> **Written instruction**
Can you render all the items below as a numbered list, leaving out any blank lines?

[start of Dataset extract]

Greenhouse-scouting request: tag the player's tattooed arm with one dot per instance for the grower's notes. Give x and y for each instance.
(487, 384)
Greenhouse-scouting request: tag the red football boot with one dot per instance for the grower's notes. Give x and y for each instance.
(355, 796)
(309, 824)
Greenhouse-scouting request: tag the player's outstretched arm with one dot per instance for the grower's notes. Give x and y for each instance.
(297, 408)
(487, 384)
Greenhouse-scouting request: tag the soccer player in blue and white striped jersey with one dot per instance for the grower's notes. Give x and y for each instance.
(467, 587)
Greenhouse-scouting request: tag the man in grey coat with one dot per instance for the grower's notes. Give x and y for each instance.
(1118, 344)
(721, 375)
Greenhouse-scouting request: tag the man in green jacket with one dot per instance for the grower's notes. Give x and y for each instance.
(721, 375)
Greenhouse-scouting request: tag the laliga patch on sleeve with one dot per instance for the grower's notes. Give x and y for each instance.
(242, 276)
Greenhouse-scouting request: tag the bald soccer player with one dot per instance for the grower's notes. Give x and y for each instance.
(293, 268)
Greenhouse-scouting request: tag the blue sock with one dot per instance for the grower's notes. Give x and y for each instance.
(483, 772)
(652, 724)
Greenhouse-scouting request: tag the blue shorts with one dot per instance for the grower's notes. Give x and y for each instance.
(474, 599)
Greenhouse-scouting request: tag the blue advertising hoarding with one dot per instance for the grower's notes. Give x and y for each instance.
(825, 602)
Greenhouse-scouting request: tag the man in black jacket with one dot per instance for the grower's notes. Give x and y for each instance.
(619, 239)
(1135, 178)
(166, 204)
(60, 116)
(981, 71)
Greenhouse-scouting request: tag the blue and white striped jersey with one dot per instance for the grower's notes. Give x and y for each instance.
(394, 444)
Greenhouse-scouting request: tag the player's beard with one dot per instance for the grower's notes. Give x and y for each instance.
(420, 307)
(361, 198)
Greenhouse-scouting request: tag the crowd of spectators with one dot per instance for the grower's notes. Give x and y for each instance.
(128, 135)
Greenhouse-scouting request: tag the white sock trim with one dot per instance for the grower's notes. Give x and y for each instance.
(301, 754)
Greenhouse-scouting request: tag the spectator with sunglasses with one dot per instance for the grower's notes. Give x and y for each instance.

[end of Dataset extract]

> **Final answer**
1. Greenhouse-scouting request: tag the player's tattooed arm with one dot per instance for the grower's notes. Give x and y for each instance.
2. (487, 384)
3. Greenhouse-scouting request: tag the red football boot with one dot per instance for the grower's notes. Give x and y for each instance.
4. (355, 796)
5. (309, 824)
6. Greenhouse-scouting request: tag the player's outstretched arm with one dot per instance for the grower's notes. Give x and y for each instance.
7. (297, 408)
8. (487, 384)
9. Greenhouse-scouting request: tag the soccer player in blue and white striped jersey with one dot per instance for the grower's notes. Give x and y for each instance.
10. (467, 587)
11. Greenhouse-scouting request: tag the man in grey coat with one dot per instance for the grower's notes. Give x and y for each instance.
12. (1118, 344)
13. (721, 375)
14. Greenhouse-scouting request: tag the man in green jacket with one dot per instance for the grower's notes. Give x and y for each instance.
15. (721, 375)
16. Greenhouse-scouting request: tag the laliga patch on sleeve with one dot per instance for the grower's notes. Give x and y for each instance.
17. (242, 276)
18. Greenhouse-scouting request: tag the bald soccer player with one dot per instance for the grower's notes. Give x and y for each instance.
19. (293, 268)
20. Greenhouse-scouting request: tag the blue sock with one dot per instance for the grower's notes. Give x and y for each instance.
21. (483, 772)
22. (652, 724)
23. Greenhouse-scouting request: tag the blue shorts with one dot per instance for the grower's notes. Give x and y for each instance.
24. (474, 599)
25. Greenhouse-scouting request: tag the blue advertising hoarding with one dot per instance for the grower's notes. Give x and y for each instance.
26. (825, 602)
27. Greenhouse-scouting request: tag the man in black jacket with one dot per instance for the grower's notes. Give x and y for each instance.
28. (619, 239)
29. (1135, 178)
30. (166, 204)
31. (60, 116)
32. (981, 71)
33. Greenhouse-scouting request: tag the blue and white striped jersey with one dot per instance for the grower's notes. Give x and y for each instance.
34. (394, 444)
35. Greenhouse-scouting request: tag the player's beard with one dot per instance for the grower's notes. Give x and y for each instance.
36. (420, 307)
37. (361, 198)
38. Greenhouse-scouting request: tag the crowd of spectators with one dot per instance for the grower's notes. Give x and y for each instance.
39. (128, 135)
40. Greenhouse-scouting request: tag the white sock trim with one dot per instance for the grower's notes. Give x and y for each instance.
41. (301, 754)
42. Greenhouse-scouting request: tag the spectator with sunglasses with one dot per instance for the grower's notes. Give x and y for each instance.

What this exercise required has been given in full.